RECORDS TO PROCESS START

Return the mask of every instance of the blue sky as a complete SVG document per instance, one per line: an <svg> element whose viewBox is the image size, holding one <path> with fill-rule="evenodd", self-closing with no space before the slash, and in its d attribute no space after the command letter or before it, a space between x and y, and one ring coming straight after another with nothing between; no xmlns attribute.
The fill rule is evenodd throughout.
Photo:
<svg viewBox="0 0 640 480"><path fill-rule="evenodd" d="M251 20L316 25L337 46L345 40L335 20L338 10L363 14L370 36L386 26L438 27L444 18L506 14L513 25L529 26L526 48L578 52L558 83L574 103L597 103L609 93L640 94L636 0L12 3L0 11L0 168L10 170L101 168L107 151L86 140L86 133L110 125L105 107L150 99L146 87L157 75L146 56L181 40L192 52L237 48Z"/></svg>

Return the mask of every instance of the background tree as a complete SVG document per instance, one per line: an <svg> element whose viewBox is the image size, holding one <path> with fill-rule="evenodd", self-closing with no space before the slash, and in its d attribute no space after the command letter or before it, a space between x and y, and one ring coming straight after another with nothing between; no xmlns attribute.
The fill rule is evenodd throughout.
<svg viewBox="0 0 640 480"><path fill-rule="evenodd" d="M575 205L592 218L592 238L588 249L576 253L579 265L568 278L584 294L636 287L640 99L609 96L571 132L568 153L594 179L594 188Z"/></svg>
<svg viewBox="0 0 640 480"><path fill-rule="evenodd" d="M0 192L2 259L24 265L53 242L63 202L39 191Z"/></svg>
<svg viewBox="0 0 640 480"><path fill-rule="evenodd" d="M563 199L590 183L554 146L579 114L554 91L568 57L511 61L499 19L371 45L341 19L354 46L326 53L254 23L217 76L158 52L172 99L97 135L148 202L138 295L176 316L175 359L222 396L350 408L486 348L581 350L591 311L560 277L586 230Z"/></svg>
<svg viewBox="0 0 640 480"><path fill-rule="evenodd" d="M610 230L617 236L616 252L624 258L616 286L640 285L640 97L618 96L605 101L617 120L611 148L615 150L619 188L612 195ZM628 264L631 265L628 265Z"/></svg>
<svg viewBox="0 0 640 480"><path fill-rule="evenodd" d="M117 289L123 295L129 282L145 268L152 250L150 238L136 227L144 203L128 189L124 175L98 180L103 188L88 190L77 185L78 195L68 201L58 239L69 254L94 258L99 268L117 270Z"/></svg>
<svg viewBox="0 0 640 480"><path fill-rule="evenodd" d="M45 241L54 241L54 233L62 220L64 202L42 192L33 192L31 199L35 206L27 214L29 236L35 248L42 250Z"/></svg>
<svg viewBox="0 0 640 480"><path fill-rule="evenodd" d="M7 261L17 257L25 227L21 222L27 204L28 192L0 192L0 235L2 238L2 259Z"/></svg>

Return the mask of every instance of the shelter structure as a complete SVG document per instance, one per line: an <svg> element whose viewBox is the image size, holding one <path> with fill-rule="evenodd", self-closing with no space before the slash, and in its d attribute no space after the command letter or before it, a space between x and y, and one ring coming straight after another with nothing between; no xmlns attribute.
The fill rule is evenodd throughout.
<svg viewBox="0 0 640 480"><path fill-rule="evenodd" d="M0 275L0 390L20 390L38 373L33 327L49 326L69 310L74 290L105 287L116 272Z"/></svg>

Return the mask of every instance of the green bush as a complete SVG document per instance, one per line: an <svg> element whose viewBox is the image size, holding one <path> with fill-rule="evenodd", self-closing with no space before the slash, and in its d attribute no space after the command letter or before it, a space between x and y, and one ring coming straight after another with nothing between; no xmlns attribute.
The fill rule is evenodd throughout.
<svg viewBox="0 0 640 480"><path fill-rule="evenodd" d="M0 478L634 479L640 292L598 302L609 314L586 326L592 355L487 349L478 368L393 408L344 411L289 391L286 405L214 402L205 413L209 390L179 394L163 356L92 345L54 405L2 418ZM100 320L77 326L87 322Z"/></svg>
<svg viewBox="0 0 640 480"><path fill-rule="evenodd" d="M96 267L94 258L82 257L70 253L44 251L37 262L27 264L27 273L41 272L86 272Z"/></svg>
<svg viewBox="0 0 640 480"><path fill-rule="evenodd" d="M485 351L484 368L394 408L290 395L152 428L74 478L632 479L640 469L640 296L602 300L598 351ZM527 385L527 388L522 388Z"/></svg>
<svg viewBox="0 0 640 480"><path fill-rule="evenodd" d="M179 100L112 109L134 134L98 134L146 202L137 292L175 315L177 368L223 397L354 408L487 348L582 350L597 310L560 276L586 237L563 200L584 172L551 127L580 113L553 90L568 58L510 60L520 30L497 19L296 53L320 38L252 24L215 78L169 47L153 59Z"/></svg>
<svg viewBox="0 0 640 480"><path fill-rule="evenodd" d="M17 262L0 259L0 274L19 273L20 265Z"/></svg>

RECORDS TO PROCESS END

__ACTIVITY__: The answer is the data above, retyped exactly in full.

__ANSWER SECTION__:
Return the mask of every instance of the blue sky as a complete SVG document per instance, one per line: an <svg> element whose viewBox is the image size, holding one <path> with fill-rule="evenodd", self-closing with no space before the slash, and in its d attribute no space after the command letter or before it, a space between x and y, and one ring coming straight after another with nothing between; no xmlns attribute.
The fill rule is evenodd throughout.
Photo:
<svg viewBox="0 0 640 480"><path fill-rule="evenodd" d="M251 20L316 25L337 46L345 40L335 20L338 10L363 14L370 36L386 26L438 27L444 18L506 14L513 25L529 26L526 48L578 52L558 83L574 103L597 103L609 93L640 94L636 0L12 3L0 11L0 168L10 170L101 168L107 151L86 140L86 133L110 125L105 107L150 99L146 87L157 75L146 56L181 40L192 52L237 48Z"/></svg>

Return the mask of every instance of the background tree as a complete SVG document per instance, one per line: an <svg> element whose viewBox is the image size, holding one <path> with fill-rule="evenodd", self-closing with no space before the slash, and in its d attribute no space after the command letter or before it, a space between x and y, and one ring coming straight after another with nothing between; no xmlns attribute.
The fill rule is evenodd throughout.
<svg viewBox="0 0 640 480"><path fill-rule="evenodd" d="M575 205L592 218L592 238L588 249L576 253L579 265L568 278L584 294L636 287L640 99L609 96L571 132L568 153L594 179L594 188Z"/></svg>
<svg viewBox="0 0 640 480"><path fill-rule="evenodd" d="M0 192L2 259L24 265L53 242L63 202L39 191Z"/></svg>
<svg viewBox="0 0 640 480"><path fill-rule="evenodd" d="M563 199L590 183L554 146L579 114L554 91L568 57L511 61L499 19L371 45L341 19L354 46L326 53L254 23L217 76L158 52L172 99L97 135L148 202L138 295L176 316L175 359L222 396L350 408L486 348L581 350L591 311L560 277L586 230Z"/></svg>
<svg viewBox="0 0 640 480"><path fill-rule="evenodd" d="M610 230L617 236L616 252L624 258L616 286L640 285L640 97L618 96L605 101L617 120L611 148L615 150L619 188L612 195ZM628 264L631 265L628 265Z"/></svg>
<svg viewBox="0 0 640 480"><path fill-rule="evenodd" d="M117 289L123 295L129 282L145 268L152 250L150 238L136 227L144 203L128 189L124 175L98 180L103 188L88 190L77 185L78 195L68 201L58 239L69 254L94 258L99 268L117 270Z"/></svg>
<svg viewBox="0 0 640 480"><path fill-rule="evenodd" d="M45 241L54 241L54 233L62 220L64 202L42 192L33 192L31 199L35 206L27 214L29 236L35 248L42 250Z"/></svg>
<svg viewBox="0 0 640 480"><path fill-rule="evenodd" d="M7 261L17 257L25 227L21 222L27 204L28 192L0 192L0 235L2 238L2 259Z"/></svg>

Return the mask of every instance of the shelter structure as a complete SVG document per instance, one per line: an <svg> element whose viewBox is the image size, holding one <path> with fill-rule="evenodd", self-closing with no space before the slash, and in its d attribute no space after the command letter or before it, a space between x and y, and one ring coming straight after another with nothing between; no xmlns attribute.
The fill rule is evenodd throughout.
<svg viewBox="0 0 640 480"><path fill-rule="evenodd" d="M0 275L0 390L20 390L38 373L33 327L49 326L69 310L74 290L105 287L116 272Z"/></svg>

Return the mask of every instance of the green bush as a complete SVG document per instance, one per line: an <svg> element whose viewBox is the image size, holding one <path> with fill-rule="evenodd", self-closing with no space before the slash, and in its d attribute no space after the command letter or before it, a space between x and y, and one ring coming straight after another with nothing between; no xmlns attribute.
The fill rule is evenodd throughout.
<svg viewBox="0 0 640 480"><path fill-rule="evenodd" d="M0 478L634 479L640 292L598 302L609 314L586 326L592 355L487 349L478 368L393 408L344 411L289 391L286 405L214 402L205 413L209 390L179 394L163 356L92 345L54 405L2 418ZM100 320L77 326L87 322Z"/></svg>
<svg viewBox="0 0 640 480"><path fill-rule="evenodd" d="M96 267L94 258L82 257L70 253L44 251L37 262L27 264L27 273L41 272L86 272Z"/></svg>
<svg viewBox="0 0 640 480"><path fill-rule="evenodd" d="M485 351L484 368L394 408L290 395L152 428L74 478L632 479L640 469L640 296L602 300L598 351ZM527 385L527 388L522 388Z"/></svg>
<svg viewBox="0 0 640 480"><path fill-rule="evenodd" d="M179 100L112 109L134 134L98 134L146 202L137 292L175 315L177 368L223 397L354 408L487 348L582 350L597 310L560 276L586 237L563 200L584 172L551 127L580 113L553 90L568 58L510 60L520 30L497 19L296 53L320 38L252 24L215 78L169 47L153 59Z"/></svg>
<svg viewBox="0 0 640 480"><path fill-rule="evenodd" d="M17 262L0 259L0 274L19 273L20 265Z"/></svg>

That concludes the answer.